==== Quoted text
Stockfish still scales poorly?

Discussion of chess software programming and technical issues.

Moderators: hgm, Rebel, chrisw

bob
Posts: 20943
Joined: Mon Feb 27, 2006 7:30 pm
Location: Birmingham, AL

Re: Stockfish still scales poorly?

Post by bob »

zullil wrote:
Joerg Oster wrote:
lucasart wrote:
jhellis3 wrote:No it isn't. The reason it isn't can be evidenced by what he was replying to. Lucas's statement was not incorrect because Elo > all. So using any reasoning whatsoever (no matter how independently sound) to claim that one should worship at a different altar than Elo is wrong.
Thanks. I'm glad at least one person understands the obvious.
There is one big mistake in this argumentation, though.
You can measure the elo gain and be happy with it, but only with this, you have no clue whether your smp implementation is performing at a top, medium or low level.
To know this, you have to do some other measurements. For instance, time to depth, nodes per second, idle time of the threads, etc.

Did you know before TCEC that SF's nps is (maybe) somewhat low compared to Komodo's in the endgame on 16 cores? No? Elo doesn't tell you that? What a pity ...

Of course, gaining playing strength is the main goal. Nobody denies this.
========
■ Task description:
In the Stockfish scaling thread, which measurements besides Elo are named for judging how well an SMP implementation performs? The material that follows is separate from the forum thread.
==== Record extracts
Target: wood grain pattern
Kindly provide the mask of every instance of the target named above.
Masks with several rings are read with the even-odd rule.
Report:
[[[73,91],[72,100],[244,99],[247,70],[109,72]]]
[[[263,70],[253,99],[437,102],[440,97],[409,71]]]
========
■ Answer for the task:
Time to depth, nodes per second, and idle time of the threads.